● **OBJECTIVE**: Can you return every line in the entries below that contains the string "window"? Case counts when matching.

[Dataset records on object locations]

>> begin

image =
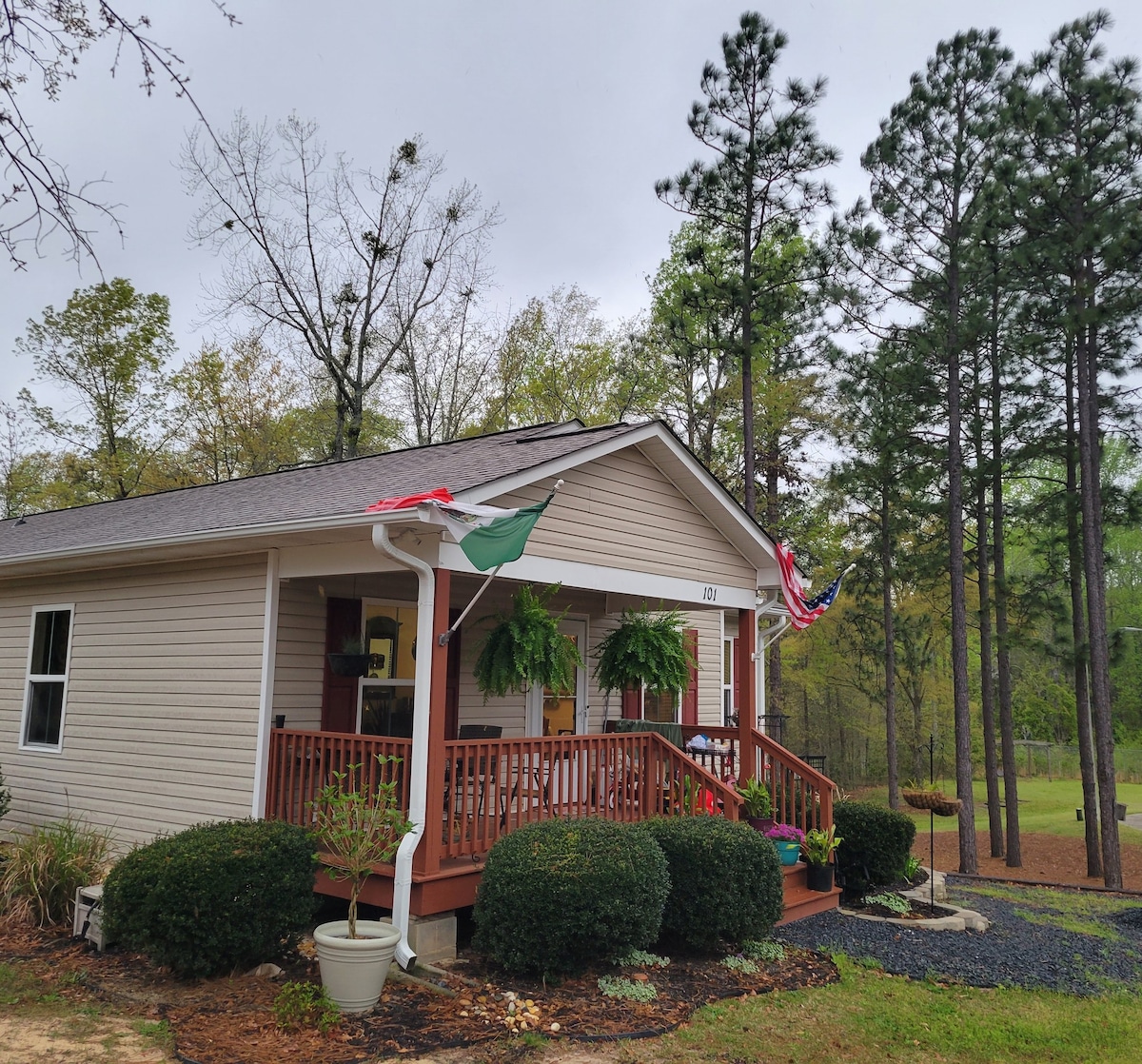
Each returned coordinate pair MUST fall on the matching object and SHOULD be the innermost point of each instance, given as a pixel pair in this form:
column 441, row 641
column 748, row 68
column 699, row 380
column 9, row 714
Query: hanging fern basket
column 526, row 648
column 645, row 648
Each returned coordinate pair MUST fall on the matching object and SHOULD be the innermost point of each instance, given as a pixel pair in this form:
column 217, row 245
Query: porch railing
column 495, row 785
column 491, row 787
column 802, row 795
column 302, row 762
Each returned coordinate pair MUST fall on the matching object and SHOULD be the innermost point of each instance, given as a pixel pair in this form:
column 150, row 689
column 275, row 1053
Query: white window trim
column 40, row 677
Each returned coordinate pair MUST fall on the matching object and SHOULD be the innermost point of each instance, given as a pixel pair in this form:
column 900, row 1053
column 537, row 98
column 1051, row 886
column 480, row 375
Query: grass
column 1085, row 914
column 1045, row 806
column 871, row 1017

>> end
>> begin

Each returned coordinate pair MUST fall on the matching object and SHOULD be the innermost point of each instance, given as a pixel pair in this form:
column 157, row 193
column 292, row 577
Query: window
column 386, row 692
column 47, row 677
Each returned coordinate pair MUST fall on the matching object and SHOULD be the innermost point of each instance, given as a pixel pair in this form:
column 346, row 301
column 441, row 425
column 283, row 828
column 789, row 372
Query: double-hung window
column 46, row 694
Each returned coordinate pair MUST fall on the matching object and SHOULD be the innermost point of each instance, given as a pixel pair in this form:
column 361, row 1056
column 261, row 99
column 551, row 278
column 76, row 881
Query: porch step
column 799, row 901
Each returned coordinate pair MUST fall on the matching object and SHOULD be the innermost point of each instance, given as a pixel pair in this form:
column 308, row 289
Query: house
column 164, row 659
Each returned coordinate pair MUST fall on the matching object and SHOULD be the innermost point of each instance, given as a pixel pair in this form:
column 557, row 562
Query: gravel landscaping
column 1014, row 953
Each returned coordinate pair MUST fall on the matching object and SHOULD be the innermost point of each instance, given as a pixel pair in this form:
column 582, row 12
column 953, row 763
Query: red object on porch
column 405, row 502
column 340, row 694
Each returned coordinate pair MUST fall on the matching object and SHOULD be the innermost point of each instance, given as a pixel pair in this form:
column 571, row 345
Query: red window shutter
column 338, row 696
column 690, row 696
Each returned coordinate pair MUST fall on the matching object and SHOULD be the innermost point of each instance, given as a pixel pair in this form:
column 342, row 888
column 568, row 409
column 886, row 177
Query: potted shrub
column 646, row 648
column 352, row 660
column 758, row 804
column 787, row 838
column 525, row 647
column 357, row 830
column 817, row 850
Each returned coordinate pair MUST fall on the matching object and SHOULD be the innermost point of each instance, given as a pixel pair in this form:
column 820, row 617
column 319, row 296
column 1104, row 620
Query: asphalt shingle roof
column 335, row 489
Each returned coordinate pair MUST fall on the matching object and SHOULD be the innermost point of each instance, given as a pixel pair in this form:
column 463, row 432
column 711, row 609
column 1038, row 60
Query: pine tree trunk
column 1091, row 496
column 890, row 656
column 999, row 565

>> end

● **ANSWER**:
Query: white window trim
Query: window
Query: double-hung window
Query: red window shutter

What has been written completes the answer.